══ Document excerpt

After NASCAR announced it was ending its AutoZone Elite divisions, which featured regional late model racing, following the 2006 season, the ASA began sanctioning replacement series around the United States.  The ASA Midwest Tour and ASA Northwest Tour were launched for 2007 and the ASA Southeast Asphalt Tour for 2008. The sanctioning of the Midwest Tour was given to ARCA in 2013, becoming ARCA Midwest Tour, which indirectly reunited the series with NASCAR after the purchase of ARCA in 2018.

In 2008, ASA began sanctioning the ISCARS sport compact series, which had been independent since breaking from NASCAR at the end of the 2003 season.  Also, the ASA Member Track program added a national short-track points championship similar to NASCAR's Whelen All-American Series concept, with the winner receiving a test with Joe Gibbs Racing, which sponsors the program through its Joe Gibbs Driven Racing Oil brand. The national champion earned a test in a Gibbs Toyota Camry. The ASA sanctioning of the former Goody's Dash Series took place until 2011.

════

- **Objective A**: Copy out the passage on ASA racing series word for word, starting at "In 2008, ASA" and ending at "place until 2011.".

══ Exercise data

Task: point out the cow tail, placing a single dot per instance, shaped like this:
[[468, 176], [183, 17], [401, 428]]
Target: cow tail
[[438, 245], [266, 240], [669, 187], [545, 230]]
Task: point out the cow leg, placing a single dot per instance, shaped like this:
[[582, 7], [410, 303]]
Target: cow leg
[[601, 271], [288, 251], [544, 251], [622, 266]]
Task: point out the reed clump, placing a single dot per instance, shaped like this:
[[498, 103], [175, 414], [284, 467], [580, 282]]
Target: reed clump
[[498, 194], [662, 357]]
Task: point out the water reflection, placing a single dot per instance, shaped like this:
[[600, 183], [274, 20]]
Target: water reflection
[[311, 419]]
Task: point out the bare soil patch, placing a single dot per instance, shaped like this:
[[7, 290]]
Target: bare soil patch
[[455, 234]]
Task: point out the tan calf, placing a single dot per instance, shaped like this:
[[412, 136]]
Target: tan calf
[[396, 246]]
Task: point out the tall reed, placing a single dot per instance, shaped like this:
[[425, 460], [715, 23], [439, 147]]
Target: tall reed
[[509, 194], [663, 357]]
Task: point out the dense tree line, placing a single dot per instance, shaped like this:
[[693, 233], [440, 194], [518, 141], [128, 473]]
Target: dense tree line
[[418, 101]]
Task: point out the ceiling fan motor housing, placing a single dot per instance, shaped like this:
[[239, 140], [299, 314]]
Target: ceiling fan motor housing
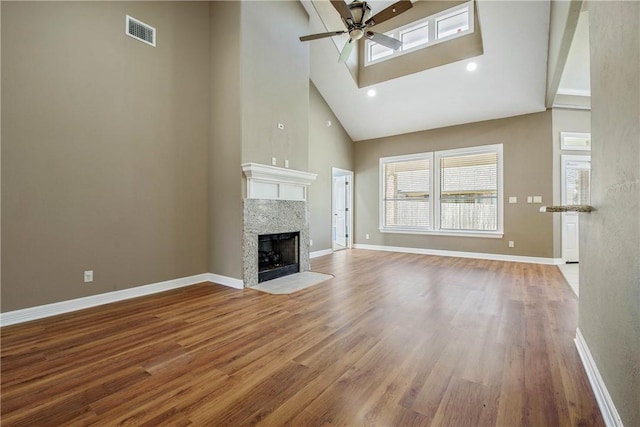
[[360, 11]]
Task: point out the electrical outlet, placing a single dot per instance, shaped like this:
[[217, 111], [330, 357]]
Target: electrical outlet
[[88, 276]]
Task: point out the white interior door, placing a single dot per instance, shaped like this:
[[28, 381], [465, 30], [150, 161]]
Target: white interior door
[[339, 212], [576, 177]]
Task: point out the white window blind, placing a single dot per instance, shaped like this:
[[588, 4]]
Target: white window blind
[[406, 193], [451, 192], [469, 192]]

════
══ Exercise data

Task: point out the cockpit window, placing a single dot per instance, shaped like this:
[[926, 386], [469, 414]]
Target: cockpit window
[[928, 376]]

════

- **Objective B**: Write out the records again, starting at the line that contains "Task: point out the reed" and ending at the line that contains "[[509, 194], [663, 357]]", with every line kept, requests included. Increase each number in the answer point coordinates by 71.

- **Correct result A**:
In 2008, ASA began sanctioning the ISCARS sport compact series, which had been independent since breaking from NASCAR at the end of the 2003 season.  Also, the ASA Member Track program added a national short-track points championship similar to NASCAR's Whelen All-American Series concept, with the winner receiving a test with Joe Gibbs Racing, which sponsors the program through its Joe Gibbs Driven Racing Oil brand. The national champion earned a test in a Gibbs Toyota Camry. The ASA sanctioning of the former Goody's Dash Series took place until 2011.

- **Correct result B**:
Task: point out the reed clump, placing a single dot per instance, shaped like this:
[[498, 103], [175, 414], [284, 467], [580, 282]]
Target: reed clump
[[569, 265], [733, 428]]
Task: point out the water reflection, placing a single dot per instance, shaped like this:
[[600, 183], [274, 20]]
Target: water reflection
[[382, 490]]
Task: point out the bare soil patch, placing a single dot per instance, shaped like this:
[[7, 290]]
Target: bare soil patch
[[526, 305]]
Task: point out the tan calf, placing a single dot per instance, shaped like this:
[[412, 136]]
Target: tan calf
[[467, 317]]
Task: point out the tall reed, placing a single dot per instance, shaped like this:
[[425, 460], [715, 23], [439, 147]]
Target: tall reed
[[580, 265], [734, 428]]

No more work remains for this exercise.